__The problem__
In the code review thread, rewrite the paragraph beginning "The version is currently in jprt" more briefly, keeping its main facts.

RFR(S): 8020151: PSR:PERF Large performance regressions when code cache is filled

Vladimir Kozlov vladimir.kozlov at oracle.com
Mon Sep 16 11:46:37 PDT 2013


Yes, it is good.

Thanks,
Vladimir

On 9/16/13 6:20 AM, Albert Noll wrote:
> Hi,
>
> thanks again for the review. I addressed your comments.
> Here is the new webrev:
>
> http://cr.openjdk.java.net/~anoll/8020151/webrev.03/
> <http://cr.openjdk.java.net/%7Eanoll/8020151/webrev.03/>
>
> The version is currently in jprt. If you are fine with this version we
> can send the
> binaries to Scott so he can test it. Please let me know if you are fine
> with that.
>
> Best,
> Albert
>
>
>
> On 14.09.2013 00:00, Vladimir Kozlov wrote:
>> sweeper:
>>
>> Nice comment about nmethod removal!
>>
>> I thought you will remove next check in mark_active_nmethods(), we
>> talked about that:
>>
>> if (CompiledIC_lock->is_locked() || Patching_lock->is_locked()) return;
>>
>> Swap next lines:
>>
>>  223   // Only set hotness counter
>>  224   } else {
>>
>> Next comment does not match the check (flushed_memory > 0), also
>> rename it to 'freed_memory':
>>
>>  367   // Note that typically several kB are released per sweep cycle
>> (16MB).
>>
>> Next original comment was correct:
>>  397   // since the locks acquired below might safepoint.
>>
>> It means that safepoint may happen during lock, may be:
>>
>>  397   // since safepoint may happen during acquired below locks.
>>
>> Move next comment below if ((nm->hotness_counter() < threshold) check.
>>
>> I think you need to explain what threshold formula means:
>>
>> +        double threshold = -reset_val +
>> (CodeCache::reverse_free_ratio() * NmethodSweepActivity);
>>
>> The less space we have - the bigger reverse_free_ratio(), when it
>> reaches reset_val/NmethodSweepActivity threshold become > 0 and we
>> start mark nmethods.
>>
>> What happened to sort_nmethods_by_hotness()?
>>
>> arguments.cpp: add checks that specified NmethodSweepActivity and
>> NmethodSweepFraction has reasonable values.
>>
>> Additional comments:
>>
>> I talked with Igor and we think that instead of setting and checking
>> traversal_count we need to add several additional states to the
>> nmethod and have well defined state transition machine.
>>
>> Thanks,
>> Vladimir
>>
>> On 9/13/13 1:11 PM, Albert Noll wrote:
>>> Hi Valadimir,
>>>
>>> thanks for looking at this. See comments inline:
>>>
>>> On 13.09.2013 21:16, Vladimir Kozlov wrote:
>>>> We need to ask PSR (Scott Oaks) to test these changes before we push
>>>> them. Prepare JPRT build bundles for them.

__Provided material__
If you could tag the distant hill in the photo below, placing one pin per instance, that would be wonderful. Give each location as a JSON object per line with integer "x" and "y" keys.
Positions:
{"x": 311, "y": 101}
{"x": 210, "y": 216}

__The solution__
The version is now in jprt. If the reviewer approves it, the binaries can be sent to Scott for testing, and a reply on whether that is acceptable is requested.